> _Enunciado_: Continue a matéria sobre a carta dos ex-ministros do Meio Ambiente contra o novo Código Florestal, começando logo depois da última frase mostrada.

> _Trecho do texto_:
==================================================

Ex-ministros
do Meio Ambiente: novo Código Florestal é
perverso
Veja a carta aberta entregue a presidente Dilma Rousseff
24/06/2011
- Foi apresentada na Câmara dos Deputados, um a carta
aberta redigida por dez ex-ministros do Meio Ambiente contrária
ao relatório do novo Código Florestal proposto
pelo deputado Aldo Rebelo (PCdoB-SP). Na carta eles disseram
que a atualização do Código Florestal
é um retrocesso na legislação ambiental
do país. O documento foi entregue à presidente
Dilma Rousseff e aos presidentes da Câmara, Marco
Maia (PT-RS), e do Senado José Sarney (PMDB-AP).
Um
trecho da carta diz que “É por compreender
a importância do papel na luta por um mundo melhor
para todos e por carregar essa responsabilidade histórica
que nos sentimos na obrigação de dirigirmos
à Vossa Excelência e ao Congresso Nacional
o nosso pedido de providências. Em conjunto com uma
política nacional de florestas, o código deve
ser atualizado para facilitar e viabilizar os necessários
esforços de restauração e de uso das
florestas, além que de sua conservação.
É necessário apoiar a restauração,
não dispensá-la. O código pode e deve
criar um arcabouço para os incentivos necessários
para tanto”.
Marina
Silva, ex-ministra, destacou que é necessário
adiar a votação do novo código. De
acordo com ela é importante ter mais tempo para discutir
as propostas. “Há um acordo [para votação
do relatório] do qual a sociedade não participou.”
Para Marina o melhor é adiar a votação
do que fazer campanha para a Dilma vetar parte da lei.
Carlos
Minc, ministro do Meio Ambiente no governo Lula, afirmou
que o Brasil não deve ser “o único país
que aprovará uma legislação de fragilização
do sistema”. “O que nos une é o esforço
para impedir que o arcabouço de proteção
dos biomas seja desmantelado, seja por açodamento
ou conveniência. Não queremos que passem a
motosserra no Código Florestal.”
O
líder do PV na Câmara, o deputado Sarney Filho
(MA), que já foi ministro do Meio Ambiente, alegou
que a mudança do Código Florestal é
cruel. “Sem uma pressão clara do governo e
da sociedade civil, vamos ter uma derrota”, disse
ele a respeito da votação.
De
acordo com os ex-ministros que escreveram a carta, o novo
Código é incoerente quando levado em conta
o processo histórico do país. “Não
vemos, portanto, na proposta de mudanças do Código
Florestal aprovada pela Comissão Especial da Câmara
dos Deputados em junho de 2010, nem nas versões posteriormente
circuladas, coerência com nosso processo histórico,
marcado por avanços na busca da consolidação
do desenvolvimento sustentável. Ao contrário,
se aprovada qualquer uma dessas versões, o país
agirá na contramão de nossa história
e em detrimento do nosso capital natural.”

==================================================

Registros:
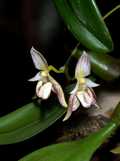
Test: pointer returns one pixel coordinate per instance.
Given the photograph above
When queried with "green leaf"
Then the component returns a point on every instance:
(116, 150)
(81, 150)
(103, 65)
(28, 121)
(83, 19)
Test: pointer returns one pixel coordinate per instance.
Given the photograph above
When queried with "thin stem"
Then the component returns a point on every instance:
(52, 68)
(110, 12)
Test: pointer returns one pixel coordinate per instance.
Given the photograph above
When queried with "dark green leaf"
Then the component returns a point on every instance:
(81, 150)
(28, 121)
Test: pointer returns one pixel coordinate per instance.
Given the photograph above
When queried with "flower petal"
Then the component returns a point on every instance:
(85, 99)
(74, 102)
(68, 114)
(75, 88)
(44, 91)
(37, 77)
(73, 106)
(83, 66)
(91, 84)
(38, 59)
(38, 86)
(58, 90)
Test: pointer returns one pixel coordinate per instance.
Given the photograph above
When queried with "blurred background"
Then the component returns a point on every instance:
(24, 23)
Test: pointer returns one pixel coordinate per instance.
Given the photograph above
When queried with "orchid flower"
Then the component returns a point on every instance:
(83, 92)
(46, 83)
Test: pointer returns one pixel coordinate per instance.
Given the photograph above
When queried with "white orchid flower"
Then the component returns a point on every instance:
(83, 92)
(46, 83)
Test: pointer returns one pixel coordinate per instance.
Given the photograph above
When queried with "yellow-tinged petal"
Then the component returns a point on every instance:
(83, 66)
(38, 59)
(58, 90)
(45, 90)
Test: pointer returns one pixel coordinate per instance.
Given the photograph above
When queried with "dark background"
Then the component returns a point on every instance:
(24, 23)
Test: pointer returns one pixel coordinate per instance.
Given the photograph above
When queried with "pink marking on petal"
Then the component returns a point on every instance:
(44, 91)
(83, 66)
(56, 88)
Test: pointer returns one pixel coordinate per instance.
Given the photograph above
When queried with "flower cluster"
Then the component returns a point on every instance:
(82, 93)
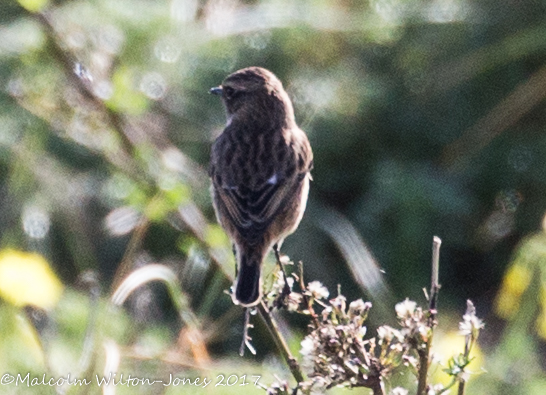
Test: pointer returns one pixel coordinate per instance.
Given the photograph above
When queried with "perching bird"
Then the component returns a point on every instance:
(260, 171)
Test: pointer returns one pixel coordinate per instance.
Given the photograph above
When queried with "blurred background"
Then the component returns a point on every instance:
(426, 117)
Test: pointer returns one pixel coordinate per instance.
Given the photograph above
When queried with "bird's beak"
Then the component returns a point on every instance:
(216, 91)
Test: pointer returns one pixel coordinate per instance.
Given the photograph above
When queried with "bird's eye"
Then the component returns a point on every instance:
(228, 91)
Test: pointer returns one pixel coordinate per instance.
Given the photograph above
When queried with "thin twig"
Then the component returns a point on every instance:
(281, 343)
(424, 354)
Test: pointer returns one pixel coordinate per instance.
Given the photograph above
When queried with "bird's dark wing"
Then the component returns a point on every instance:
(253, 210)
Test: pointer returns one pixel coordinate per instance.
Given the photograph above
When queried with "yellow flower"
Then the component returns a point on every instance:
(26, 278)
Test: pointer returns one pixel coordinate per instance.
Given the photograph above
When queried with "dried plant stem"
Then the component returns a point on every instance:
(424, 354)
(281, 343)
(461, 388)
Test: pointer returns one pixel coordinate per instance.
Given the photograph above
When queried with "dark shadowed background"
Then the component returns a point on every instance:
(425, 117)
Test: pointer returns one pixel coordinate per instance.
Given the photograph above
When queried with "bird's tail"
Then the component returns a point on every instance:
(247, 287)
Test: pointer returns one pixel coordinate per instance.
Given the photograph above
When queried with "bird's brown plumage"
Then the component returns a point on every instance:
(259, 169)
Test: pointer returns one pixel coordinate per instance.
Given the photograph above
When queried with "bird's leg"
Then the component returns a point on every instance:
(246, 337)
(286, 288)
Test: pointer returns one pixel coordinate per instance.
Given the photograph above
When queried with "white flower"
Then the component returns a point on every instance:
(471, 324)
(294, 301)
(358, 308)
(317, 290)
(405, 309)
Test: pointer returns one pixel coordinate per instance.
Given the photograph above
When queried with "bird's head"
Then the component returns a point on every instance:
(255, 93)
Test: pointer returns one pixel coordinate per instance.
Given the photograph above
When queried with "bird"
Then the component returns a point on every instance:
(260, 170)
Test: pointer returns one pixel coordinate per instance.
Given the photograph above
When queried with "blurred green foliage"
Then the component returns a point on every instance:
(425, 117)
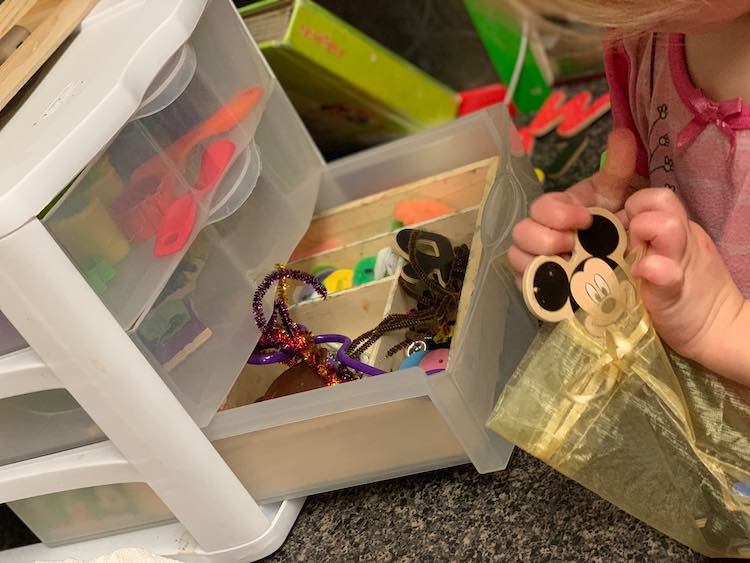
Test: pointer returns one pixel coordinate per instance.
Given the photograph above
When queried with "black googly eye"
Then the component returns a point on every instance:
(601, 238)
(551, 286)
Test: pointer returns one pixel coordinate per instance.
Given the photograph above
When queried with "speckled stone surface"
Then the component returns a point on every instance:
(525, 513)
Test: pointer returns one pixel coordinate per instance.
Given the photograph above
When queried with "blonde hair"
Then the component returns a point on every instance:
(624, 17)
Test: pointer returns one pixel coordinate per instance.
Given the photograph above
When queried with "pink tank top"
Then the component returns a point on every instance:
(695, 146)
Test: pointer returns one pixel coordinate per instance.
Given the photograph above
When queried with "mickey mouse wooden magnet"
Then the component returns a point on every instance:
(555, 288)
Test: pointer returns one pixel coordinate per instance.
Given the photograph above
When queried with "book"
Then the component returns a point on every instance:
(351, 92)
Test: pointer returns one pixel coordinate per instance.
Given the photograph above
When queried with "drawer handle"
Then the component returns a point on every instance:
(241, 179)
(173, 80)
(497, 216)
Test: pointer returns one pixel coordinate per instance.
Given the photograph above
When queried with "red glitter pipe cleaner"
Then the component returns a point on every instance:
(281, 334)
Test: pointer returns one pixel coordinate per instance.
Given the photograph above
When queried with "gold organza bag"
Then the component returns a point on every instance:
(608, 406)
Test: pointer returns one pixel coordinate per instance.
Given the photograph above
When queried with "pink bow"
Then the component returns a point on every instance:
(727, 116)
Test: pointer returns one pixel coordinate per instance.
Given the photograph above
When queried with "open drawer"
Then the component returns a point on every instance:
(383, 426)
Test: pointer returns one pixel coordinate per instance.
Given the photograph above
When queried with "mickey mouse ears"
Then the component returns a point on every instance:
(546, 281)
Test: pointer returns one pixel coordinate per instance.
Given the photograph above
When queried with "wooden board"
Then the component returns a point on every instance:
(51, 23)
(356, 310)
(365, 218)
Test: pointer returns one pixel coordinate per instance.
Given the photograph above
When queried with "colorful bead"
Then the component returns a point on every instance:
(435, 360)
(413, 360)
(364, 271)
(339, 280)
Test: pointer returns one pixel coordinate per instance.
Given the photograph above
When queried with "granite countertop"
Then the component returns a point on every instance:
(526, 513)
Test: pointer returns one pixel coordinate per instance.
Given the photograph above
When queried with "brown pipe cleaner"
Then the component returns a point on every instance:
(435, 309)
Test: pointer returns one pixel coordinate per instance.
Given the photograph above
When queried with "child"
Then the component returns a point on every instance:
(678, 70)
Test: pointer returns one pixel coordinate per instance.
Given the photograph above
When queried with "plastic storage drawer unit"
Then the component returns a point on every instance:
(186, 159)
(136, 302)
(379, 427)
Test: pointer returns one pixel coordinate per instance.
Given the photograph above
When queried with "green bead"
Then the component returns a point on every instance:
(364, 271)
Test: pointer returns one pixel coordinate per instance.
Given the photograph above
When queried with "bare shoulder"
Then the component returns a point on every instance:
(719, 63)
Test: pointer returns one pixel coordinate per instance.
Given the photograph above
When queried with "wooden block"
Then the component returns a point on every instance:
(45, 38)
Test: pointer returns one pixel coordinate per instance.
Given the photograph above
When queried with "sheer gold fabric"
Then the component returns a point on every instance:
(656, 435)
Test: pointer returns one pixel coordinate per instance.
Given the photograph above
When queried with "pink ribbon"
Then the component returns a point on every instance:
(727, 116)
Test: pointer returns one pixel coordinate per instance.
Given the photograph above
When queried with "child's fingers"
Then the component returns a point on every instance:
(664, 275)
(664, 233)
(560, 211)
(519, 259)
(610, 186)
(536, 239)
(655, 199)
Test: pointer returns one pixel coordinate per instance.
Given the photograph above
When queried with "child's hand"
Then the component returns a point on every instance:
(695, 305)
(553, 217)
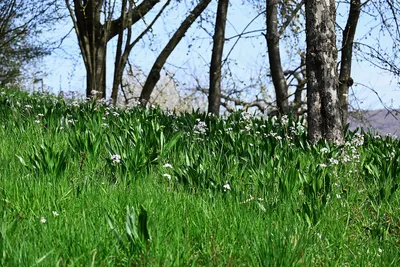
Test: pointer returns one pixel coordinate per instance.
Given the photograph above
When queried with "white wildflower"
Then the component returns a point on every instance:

==================================================

> _Resposta_:
Leia
no boxe abaixo a íntegra da carta dos ex-ministros.
Carta
Aberta à Presidente da República e ao Congresso
Nacional
Os
signatários desta Carta Aberta, ao exercerem as funções
de Ministros de Estado ou de Secretário Especial
do Meio Ambiente, tiveram a oportunidade e a responsabilidade
de promover, no âmbito do Governo Federal, e em prol
das futuras gerações, medidas orientadas para
a proteção do patrimônio ambiental do
Brasil, e com destaque para suas florestas. Embora com recursos
humanos e financeiros limitados, foram obtidos resultados
expressivos graças ao apoio decisivo proporcionado
pela sociedade, de todos os presidentes da Republica que
se sucederam na condução do país e
do Congresso Nacional. Mencione-se como exemplos: a Política
Nacional do Meio Ambiente (1981), o artigo 225 da Constituição
Federal de 1988, a Lei de Gestão de Recursos Hídricos
(97), Lei de Crimes e Infrações contra o Meio
Ambiente (98), o Sistema Nacional de Unidades de Conservação
(2000), a Lei de Informações Ambientais (2003),
a Lei de Gestão de Florestas Públicas (2006),
a Lei da Mata Atlântica (2006), a Lei de Mudanças
Climáticas (2009) e a Lei de Gestão de Resíduos
Sólidos (2010).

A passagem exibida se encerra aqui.